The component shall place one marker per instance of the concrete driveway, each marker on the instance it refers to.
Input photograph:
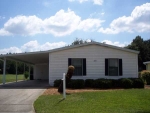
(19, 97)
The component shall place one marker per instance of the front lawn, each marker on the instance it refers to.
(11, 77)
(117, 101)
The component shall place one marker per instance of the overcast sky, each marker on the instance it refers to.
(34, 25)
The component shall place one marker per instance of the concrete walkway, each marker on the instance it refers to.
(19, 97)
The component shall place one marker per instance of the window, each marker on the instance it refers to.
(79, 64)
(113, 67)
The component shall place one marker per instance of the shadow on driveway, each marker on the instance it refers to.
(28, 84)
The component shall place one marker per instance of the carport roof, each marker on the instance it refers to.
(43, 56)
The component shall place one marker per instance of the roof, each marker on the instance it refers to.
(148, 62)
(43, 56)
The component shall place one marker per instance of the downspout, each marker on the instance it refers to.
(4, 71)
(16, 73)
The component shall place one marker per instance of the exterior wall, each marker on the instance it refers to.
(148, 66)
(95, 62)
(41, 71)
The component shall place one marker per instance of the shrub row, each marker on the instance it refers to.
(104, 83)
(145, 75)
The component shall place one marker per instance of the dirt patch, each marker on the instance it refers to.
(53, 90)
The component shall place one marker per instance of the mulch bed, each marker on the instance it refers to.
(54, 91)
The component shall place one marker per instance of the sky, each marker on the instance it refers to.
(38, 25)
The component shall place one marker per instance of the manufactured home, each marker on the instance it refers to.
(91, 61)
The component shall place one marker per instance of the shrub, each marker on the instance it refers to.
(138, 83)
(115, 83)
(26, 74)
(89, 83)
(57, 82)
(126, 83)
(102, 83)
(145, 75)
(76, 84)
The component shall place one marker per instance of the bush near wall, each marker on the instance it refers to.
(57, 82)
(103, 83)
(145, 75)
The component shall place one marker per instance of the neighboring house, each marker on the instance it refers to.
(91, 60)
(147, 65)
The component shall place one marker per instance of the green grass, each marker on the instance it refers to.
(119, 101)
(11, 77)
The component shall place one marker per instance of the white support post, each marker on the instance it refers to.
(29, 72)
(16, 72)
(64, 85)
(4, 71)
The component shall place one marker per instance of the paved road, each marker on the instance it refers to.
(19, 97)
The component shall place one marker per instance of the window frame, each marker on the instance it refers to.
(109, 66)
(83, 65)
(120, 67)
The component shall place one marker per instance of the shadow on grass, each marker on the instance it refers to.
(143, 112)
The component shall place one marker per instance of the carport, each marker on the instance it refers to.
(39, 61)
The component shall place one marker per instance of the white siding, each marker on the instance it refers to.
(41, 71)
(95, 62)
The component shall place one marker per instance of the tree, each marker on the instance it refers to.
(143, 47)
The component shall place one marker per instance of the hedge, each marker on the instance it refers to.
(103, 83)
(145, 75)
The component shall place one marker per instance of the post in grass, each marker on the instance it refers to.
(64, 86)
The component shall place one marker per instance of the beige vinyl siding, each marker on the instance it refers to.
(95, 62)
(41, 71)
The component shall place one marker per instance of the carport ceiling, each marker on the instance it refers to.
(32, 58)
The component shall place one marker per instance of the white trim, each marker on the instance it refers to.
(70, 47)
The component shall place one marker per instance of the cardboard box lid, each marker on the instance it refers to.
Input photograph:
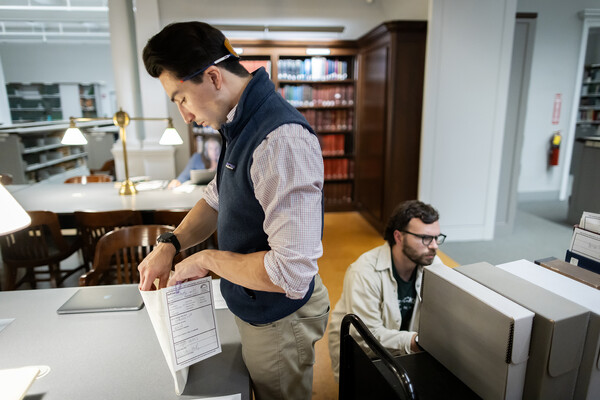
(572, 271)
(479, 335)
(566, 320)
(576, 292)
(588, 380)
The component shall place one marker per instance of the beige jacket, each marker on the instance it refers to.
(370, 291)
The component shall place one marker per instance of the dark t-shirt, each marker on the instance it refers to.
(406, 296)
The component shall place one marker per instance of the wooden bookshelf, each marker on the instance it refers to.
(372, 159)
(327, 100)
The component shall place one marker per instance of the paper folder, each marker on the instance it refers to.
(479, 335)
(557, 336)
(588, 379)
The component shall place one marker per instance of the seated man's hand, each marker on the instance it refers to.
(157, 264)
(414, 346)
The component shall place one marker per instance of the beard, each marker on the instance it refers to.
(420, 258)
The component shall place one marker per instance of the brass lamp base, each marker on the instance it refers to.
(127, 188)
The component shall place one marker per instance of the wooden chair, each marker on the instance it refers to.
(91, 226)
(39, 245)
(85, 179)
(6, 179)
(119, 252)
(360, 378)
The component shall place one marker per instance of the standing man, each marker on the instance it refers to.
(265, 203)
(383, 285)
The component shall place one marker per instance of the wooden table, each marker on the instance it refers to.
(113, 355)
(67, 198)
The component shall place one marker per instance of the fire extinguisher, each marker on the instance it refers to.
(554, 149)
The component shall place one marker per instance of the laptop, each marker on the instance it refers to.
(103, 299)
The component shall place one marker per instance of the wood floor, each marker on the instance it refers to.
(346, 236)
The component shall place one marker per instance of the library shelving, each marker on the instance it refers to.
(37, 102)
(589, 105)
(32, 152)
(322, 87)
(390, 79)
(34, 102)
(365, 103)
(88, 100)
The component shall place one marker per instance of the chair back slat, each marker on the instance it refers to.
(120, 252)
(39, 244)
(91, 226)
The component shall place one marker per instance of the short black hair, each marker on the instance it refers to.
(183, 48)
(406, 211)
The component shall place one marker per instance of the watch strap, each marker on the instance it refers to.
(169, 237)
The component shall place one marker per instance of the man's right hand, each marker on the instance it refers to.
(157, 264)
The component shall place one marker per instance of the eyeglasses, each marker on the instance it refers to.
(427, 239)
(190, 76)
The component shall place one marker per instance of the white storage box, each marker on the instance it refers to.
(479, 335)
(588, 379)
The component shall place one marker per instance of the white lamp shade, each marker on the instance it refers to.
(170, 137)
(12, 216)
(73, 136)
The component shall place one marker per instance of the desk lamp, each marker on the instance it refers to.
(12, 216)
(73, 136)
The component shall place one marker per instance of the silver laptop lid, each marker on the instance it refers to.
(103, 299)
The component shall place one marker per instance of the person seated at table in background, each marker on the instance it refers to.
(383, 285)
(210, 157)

···

*Exercise directions*.
Substitute "point" for "marker" throughout all of the entries above, and leave every other part of each entry unchanged. Omit the pictures from your reproduction.

*Response for this exercise*.
The component shall place one point per instance of the concrete driveway, each point on the instance it refers to.
Input photograph:
(19, 97)
The component shall place one point per instance of the front lawn, each point on the instance it refers to.
(11, 77)
(117, 101)
The component shall place one point per instance of the overcast sky, each point on the instance it refers to.
(34, 25)
The component shall place one point per instance of the concrete walkway, each point on the instance it refers to.
(19, 97)
The component shall place one point per instance of the window, each point on the instance it refers to.
(79, 64)
(113, 67)
The component shall place one point per instance of the shadow on driveway, each point on the instance it refers to.
(28, 84)
The component shall place one point per instance of the carport roof, each point on the instance it refers to.
(43, 56)
The component shall place one point per instance of the roof, each point on the instance it refers to.
(148, 62)
(43, 56)
The component shall place one point per instance of the downspout, each point on the instance it refers to.
(4, 71)
(16, 73)
The component shall place one point per instance of the exterior wall, each point on the instance it refers to.
(148, 66)
(95, 62)
(41, 71)
The component shall place one point per instance of the shrub row, each point on the instance it refers to.
(104, 83)
(145, 75)
The component shall place one point per instance of the dirt patch, each point on the instance it refers to.
(53, 90)
The component shall place one point per instance of the mulch bed, each point on the instance it refers to.
(54, 91)
The component shall place one point per instance of the sky, each point on the instance it refers to.
(38, 25)
The component shall place one point per instance of the manufactured home, each point on the instance it refers to.
(91, 61)
The component shall place one point per instance of the shrub, each point on the instance it refers to.
(138, 83)
(115, 83)
(26, 74)
(89, 83)
(57, 82)
(126, 83)
(102, 83)
(145, 75)
(76, 84)
The component shall place one point per instance of the bush near wall, each point on the instance it refers to.
(57, 82)
(103, 83)
(145, 75)
The component shall place one point per instance of the neighboring house, each point on the instance it refers to.
(91, 60)
(147, 65)
The component shall place one point per instance of the green grass, each point on the instance it refers to.
(119, 101)
(11, 77)
The component shall place one point per instance of the white support post, each point on the instance it refers to.
(29, 72)
(16, 72)
(64, 85)
(4, 71)
The component shall place one point per instance of the paved road, each point on the instance it refers to.
(19, 97)
The component shall place one point per instance of the window frame, each point on the instance it refers to.
(109, 66)
(83, 65)
(120, 67)
The component shall place one point per instance of the shadow on grass, each point on the instance it refers to.
(143, 112)
The component shall place one point per instance of the carport, each point on the instance it refers to.
(39, 61)
The component shall place one point per instance of the white siding, each point on the instance it refers to.
(41, 71)
(95, 62)
The component shall place one point per instance of the tree, each point on the instance it refers to.
(143, 47)
The component shall place one point per instance of the hedge, each point on the instance it refers to.
(103, 83)
(145, 75)
The component shall place one point per instance of the post in grass, each point on the instance it refers to.
(64, 86)
The component shall place one point per instance of the beige vinyl siding, each point on the instance it refers to.
(95, 62)
(41, 71)
The component shall place one point per instance of the carport ceiling, each point on the instance it refers to.
(32, 58)
The component shall place one point per instance of the white trim, each point on the instance it refers to.
(70, 47)
The component shall place one point per instance of the cardboard box lid, each point on the instance it refers to.
Input photograph:
(572, 271)
(479, 335)
(566, 320)
(576, 292)
(588, 380)
The component shall place one point per instance of the beige jacket, each point on the instance it refers to.
(370, 291)
The component shall place one point per instance of the dark t-shirt, each point on the instance it refers to.
(406, 296)
The component shall place one point per instance of the wooden bookshelf, each point on the instance it refers to.
(372, 159)
(327, 100)
The component shall place one point per instance of the paper folder, each point on the instance it refers to.
(479, 335)
(557, 336)
(588, 379)
The component shall place one point per instance of the seated man's hand, each point on the instance it refers to.
(157, 264)
(414, 346)
The component shall place one point per instance of the beard, each point on the instance it refers to.
(420, 258)
The component shall place one point per instance of the brass lamp base, each point on the instance it refers to.
(127, 188)
The component shall place one point per instance of the wooden chair, each point on the instance it refers to.
(91, 226)
(39, 245)
(85, 179)
(6, 179)
(119, 252)
(360, 378)
The component shall place one point per instance of the standing man, each point on the instance it refers to.
(265, 203)
(383, 285)
The component shall place one point per instance of the wooden table, each point on the instance it refers to.
(113, 355)
(67, 198)
The component shall place one point per instance of the fire extinguisher, each point on the instance it refers to.
(554, 149)
The component shall place one point per instance of the laptop, each point on the instance it refers to.
(103, 299)
The component shall place one point per instance of the wood floor, each point on the instance it refers to.
(346, 236)
The component shall place one point per instance of the library shelving, each point on the instance it refers to.
(37, 102)
(589, 105)
(32, 152)
(322, 87)
(390, 79)
(34, 102)
(365, 103)
(88, 100)
The component shall place one point per instance of the chair back slat, each point on the instance it refers to.
(120, 252)
(39, 244)
(91, 226)
The component shall place one point per instance of the short black hair, each point on the instance it refers to.
(183, 48)
(406, 211)
The component shall place one point per instance of the watch strap, each point on the instance it refers to.
(169, 237)
The component shall place one point per instance of the man's right hand, each point on the instance it refers to.
(157, 264)
The component shall place one point per instance of the eyeglasses, each point on the instance it refers to.
(427, 239)
(190, 76)
The component shall place one point per instance of the white storage box, each point on the instance it refers to.
(479, 335)
(588, 379)
The component shall place one point per instance of the white lamp shade, each point on the instance it refers to.
(170, 137)
(12, 216)
(73, 136)
The component shall place one point per instance of the desk lamp, each point on the instance it refers to.
(12, 216)
(73, 136)
The component shall place one point per instance of the silver laptop lid, each point on the instance it refers to.
(103, 299)
The component shall place one point per instance of the person seated at table in background, each point on the instance it refers to.
(383, 285)
(210, 157)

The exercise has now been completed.